> [INSTRUCTIONS FOR THE TASK]
Using the records below, transcribe word for word the stretch from the line that contains "Query: curving asphalt road" through the line that contains "[[279, 310]]", both end lines included, and nothing else.

(Saved entries)
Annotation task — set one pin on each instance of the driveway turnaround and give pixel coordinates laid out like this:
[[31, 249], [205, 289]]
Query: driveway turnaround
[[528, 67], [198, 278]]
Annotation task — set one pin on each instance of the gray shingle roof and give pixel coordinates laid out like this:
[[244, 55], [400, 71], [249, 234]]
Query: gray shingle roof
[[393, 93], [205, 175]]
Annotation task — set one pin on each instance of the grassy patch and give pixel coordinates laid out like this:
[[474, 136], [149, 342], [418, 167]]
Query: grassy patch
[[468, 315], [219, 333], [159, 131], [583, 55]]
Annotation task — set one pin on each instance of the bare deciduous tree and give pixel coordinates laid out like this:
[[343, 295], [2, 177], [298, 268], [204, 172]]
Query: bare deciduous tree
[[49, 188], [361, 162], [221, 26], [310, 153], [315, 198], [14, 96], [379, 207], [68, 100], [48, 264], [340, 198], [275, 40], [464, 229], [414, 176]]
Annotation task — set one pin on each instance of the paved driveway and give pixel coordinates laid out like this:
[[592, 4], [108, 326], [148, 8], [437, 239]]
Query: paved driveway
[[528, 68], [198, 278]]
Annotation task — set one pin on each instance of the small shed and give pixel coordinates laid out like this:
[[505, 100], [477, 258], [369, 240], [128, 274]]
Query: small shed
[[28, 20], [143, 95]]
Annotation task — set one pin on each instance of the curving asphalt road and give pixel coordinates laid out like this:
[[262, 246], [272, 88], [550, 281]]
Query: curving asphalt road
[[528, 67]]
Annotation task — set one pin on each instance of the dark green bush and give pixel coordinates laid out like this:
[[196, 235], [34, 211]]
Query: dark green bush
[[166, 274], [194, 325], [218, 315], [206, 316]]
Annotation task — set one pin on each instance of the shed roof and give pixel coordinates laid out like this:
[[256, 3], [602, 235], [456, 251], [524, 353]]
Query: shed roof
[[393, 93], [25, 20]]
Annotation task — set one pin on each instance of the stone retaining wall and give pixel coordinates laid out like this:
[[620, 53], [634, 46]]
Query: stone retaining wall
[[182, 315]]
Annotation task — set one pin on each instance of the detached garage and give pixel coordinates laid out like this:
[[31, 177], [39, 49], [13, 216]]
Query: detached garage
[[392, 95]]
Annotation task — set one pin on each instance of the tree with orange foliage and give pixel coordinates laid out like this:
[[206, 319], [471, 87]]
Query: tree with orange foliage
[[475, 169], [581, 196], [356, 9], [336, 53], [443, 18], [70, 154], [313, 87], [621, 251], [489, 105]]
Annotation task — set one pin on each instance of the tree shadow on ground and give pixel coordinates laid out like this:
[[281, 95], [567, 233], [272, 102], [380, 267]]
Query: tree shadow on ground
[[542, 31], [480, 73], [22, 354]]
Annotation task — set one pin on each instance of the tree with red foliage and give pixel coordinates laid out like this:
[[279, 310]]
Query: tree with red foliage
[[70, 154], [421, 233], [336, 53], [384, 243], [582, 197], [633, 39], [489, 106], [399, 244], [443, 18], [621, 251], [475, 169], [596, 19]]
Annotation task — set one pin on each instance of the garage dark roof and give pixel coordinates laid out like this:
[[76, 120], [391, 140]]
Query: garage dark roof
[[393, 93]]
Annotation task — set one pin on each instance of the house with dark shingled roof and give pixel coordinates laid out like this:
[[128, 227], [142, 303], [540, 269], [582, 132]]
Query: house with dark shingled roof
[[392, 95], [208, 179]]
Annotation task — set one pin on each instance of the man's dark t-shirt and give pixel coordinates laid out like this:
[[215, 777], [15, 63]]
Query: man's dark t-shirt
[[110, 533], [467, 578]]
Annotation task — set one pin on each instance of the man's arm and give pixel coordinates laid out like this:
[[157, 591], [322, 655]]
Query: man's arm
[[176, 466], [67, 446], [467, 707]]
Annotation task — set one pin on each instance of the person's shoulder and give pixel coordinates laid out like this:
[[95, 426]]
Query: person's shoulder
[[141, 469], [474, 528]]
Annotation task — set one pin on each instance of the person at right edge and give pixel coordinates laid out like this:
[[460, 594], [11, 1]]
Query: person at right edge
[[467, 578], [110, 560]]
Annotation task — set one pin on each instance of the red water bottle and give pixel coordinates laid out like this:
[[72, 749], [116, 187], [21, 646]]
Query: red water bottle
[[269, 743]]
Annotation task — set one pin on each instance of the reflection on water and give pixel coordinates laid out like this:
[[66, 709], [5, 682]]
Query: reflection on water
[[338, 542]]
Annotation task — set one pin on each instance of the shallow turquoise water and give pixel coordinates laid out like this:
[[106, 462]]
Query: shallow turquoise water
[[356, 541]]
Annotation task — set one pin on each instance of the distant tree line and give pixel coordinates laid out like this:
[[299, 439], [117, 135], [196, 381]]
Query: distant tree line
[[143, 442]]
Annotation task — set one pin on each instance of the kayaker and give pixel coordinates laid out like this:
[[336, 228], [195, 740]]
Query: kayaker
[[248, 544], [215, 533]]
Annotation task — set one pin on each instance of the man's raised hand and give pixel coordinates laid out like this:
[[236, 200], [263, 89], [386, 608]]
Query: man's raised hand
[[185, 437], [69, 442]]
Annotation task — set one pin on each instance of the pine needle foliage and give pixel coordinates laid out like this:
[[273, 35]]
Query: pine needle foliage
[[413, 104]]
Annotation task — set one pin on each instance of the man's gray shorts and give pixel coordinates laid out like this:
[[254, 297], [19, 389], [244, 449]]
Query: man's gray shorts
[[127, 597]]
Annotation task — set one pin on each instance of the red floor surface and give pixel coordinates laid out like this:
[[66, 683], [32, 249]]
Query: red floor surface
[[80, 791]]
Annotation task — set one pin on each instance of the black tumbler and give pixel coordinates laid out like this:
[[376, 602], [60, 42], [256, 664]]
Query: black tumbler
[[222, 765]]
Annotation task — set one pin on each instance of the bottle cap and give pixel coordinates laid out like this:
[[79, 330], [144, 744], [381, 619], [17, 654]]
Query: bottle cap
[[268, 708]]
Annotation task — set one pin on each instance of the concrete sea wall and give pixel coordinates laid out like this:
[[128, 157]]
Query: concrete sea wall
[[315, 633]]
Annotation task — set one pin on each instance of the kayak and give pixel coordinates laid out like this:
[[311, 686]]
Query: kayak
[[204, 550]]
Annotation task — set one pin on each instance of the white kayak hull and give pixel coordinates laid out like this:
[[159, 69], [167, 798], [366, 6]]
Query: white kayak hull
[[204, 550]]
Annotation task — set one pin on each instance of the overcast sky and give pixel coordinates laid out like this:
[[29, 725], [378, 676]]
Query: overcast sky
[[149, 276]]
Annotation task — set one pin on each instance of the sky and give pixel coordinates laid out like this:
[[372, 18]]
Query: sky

> [RESULT FOR THIS TASK]
Query: curving asphalt road
[[528, 67]]
Annotation task — set one pin on each instance of the dark green bush and give pixel coordinates laid out like this:
[[196, 235], [34, 211]]
Query: dark green bush
[[166, 274], [194, 325], [218, 315], [206, 316]]
Annotation task — set one pin on each instance of the shed roof and give pixel coordinates laid out like this:
[[256, 3], [602, 235], [456, 251], [524, 353]]
Query: shed roof
[[393, 93], [25, 20]]
Annotation task — set one pin on each instance of the stone retaining wall and give pixel coordinates laid out like this:
[[620, 53], [634, 46]]
Query: stone retaining wall
[[182, 315]]
Annotation task — set one pin on each instance of the detached garage and give pixel coordinates laid out like this:
[[31, 177], [39, 49], [13, 216]]
Query: detached garage
[[392, 95]]
Annotation task — set one pin on each instance of the tree with orange foliage and give pixel coordinates laid out like this:
[[206, 319], [471, 87]]
Query: tree with orange foliage
[[475, 169], [581, 196], [356, 9], [336, 53], [443, 18], [70, 154], [313, 87], [621, 251], [489, 105]]
Annotation task — set one pin on each instance of the tree shadow on ground and give pixel coordinates laid out like this:
[[281, 95], [567, 233], [272, 102], [380, 267]]
Query: tree shadow on ground
[[542, 31], [480, 73], [22, 354]]
Annotation task — set one pin on each instance of the tree with red foliage and give pixel coordinates laid out like this:
[[279, 310]]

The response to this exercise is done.